Exercise prompt → Repeat verbatim only the lines from the opening of the material below through the one that contains "phrase -- car windshield".

Data for review →
╔══

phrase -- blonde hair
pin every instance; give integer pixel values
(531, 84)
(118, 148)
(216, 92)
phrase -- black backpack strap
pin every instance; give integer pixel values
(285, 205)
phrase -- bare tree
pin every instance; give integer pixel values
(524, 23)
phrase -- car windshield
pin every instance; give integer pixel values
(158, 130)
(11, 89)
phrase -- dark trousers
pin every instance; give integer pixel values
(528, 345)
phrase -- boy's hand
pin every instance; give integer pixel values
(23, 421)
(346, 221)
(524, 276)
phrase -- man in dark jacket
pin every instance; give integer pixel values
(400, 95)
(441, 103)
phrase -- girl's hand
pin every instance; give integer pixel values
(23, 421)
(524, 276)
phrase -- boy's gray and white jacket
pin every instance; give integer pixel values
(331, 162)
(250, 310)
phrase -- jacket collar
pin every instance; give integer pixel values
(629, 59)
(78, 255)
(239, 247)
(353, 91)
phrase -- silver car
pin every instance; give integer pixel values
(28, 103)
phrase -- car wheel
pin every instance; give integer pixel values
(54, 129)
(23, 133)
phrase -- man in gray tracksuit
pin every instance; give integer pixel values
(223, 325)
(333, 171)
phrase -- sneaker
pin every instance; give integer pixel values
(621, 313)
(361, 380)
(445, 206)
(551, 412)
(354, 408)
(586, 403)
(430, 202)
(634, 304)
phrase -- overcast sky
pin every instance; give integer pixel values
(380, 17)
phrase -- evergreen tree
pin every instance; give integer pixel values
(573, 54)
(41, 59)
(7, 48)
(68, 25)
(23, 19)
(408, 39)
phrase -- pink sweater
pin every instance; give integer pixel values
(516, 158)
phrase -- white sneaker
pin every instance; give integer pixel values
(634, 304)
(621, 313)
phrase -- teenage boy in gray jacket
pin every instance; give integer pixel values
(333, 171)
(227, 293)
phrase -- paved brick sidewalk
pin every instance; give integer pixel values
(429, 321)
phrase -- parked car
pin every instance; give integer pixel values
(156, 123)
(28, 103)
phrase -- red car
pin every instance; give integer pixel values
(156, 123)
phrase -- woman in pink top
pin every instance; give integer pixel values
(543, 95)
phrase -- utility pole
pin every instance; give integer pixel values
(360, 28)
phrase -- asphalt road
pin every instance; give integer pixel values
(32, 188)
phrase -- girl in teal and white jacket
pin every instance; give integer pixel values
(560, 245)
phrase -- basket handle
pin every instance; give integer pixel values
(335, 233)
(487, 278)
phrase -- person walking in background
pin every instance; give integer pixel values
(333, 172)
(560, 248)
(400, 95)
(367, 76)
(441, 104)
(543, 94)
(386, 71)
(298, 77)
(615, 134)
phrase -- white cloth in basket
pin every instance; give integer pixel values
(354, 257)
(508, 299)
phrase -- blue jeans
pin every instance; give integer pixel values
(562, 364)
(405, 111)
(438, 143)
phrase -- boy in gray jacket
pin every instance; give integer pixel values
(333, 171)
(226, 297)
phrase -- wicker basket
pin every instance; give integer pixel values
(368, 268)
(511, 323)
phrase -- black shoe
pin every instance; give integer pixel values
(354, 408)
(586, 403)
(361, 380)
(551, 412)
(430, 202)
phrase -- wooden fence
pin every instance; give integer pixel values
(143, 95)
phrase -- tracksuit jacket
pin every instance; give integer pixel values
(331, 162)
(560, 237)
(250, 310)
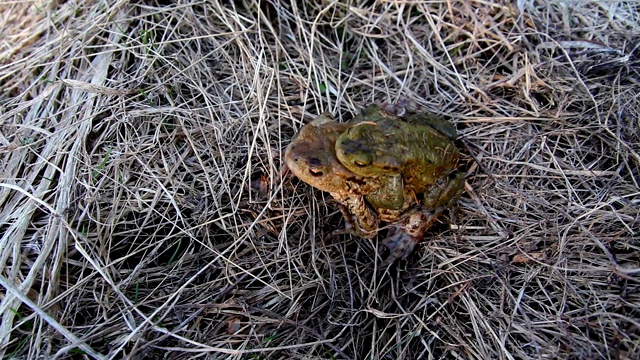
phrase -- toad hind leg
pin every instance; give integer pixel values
(403, 238)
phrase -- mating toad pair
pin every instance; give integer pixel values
(384, 165)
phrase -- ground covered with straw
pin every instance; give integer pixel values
(145, 212)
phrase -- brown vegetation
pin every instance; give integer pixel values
(144, 211)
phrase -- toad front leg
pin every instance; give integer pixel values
(359, 218)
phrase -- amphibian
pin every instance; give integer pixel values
(406, 154)
(311, 157)
(414, 158)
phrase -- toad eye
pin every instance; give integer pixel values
(362, 160)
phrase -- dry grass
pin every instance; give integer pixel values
(144, 213)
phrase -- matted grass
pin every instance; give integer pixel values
(144, 212)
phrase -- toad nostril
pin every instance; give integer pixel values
(315, 162)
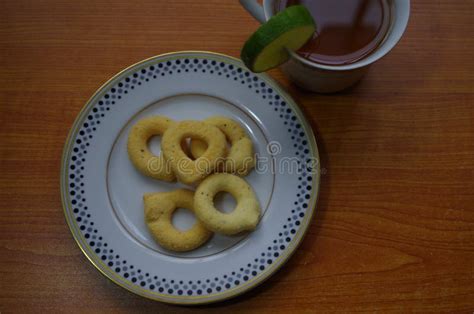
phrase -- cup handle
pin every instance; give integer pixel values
(254, 9)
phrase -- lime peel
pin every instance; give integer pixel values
(268, 47)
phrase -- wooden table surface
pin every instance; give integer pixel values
(394, 229)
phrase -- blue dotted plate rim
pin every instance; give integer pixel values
(136, 73)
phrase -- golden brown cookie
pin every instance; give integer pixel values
(240, 159)
(187, 170)
(244, 217)
(141, 157)
(159, 209)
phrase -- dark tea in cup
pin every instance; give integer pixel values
(346, 30)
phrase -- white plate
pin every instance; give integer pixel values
(102, 192)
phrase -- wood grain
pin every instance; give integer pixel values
(394, 229)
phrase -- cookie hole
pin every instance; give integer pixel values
(224, 202)
(183, 219)
(154, 145)
(186, 145)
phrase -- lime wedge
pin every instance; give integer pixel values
(268, 47)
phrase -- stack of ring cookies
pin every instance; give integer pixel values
(220, 152)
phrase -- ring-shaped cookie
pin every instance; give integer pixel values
(244, 217)
(240, 159)
(159, 209)
(144, 160)
(187, 170)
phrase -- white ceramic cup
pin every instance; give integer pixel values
(327, 78)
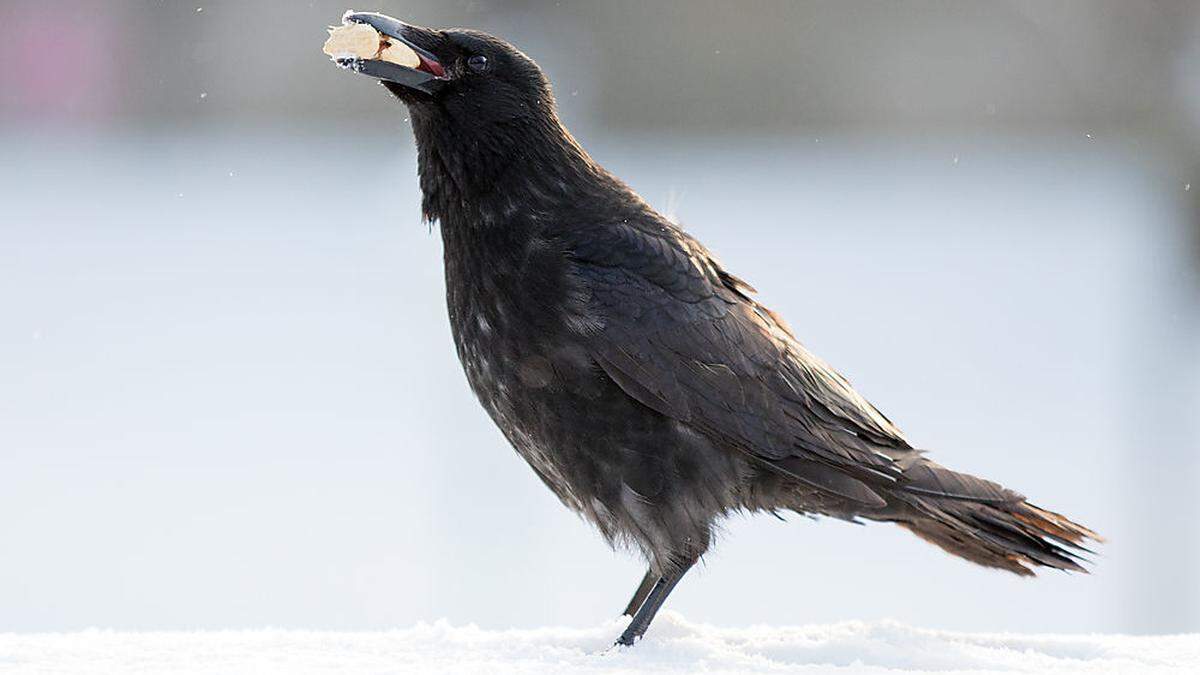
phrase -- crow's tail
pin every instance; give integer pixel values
(989, 525)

╚══

Answer below →
phrase -- blonde hair
pin every instance; give integer pixel values
(531, 84)
(118, 148)
(216, 92)
phrase -- black backpack strap
pin every instance; give integer pixel values
(285, 205)
phrase -- bare tree
pin every instance; give integer pixel values
(524, 23)
phrase -- car windshield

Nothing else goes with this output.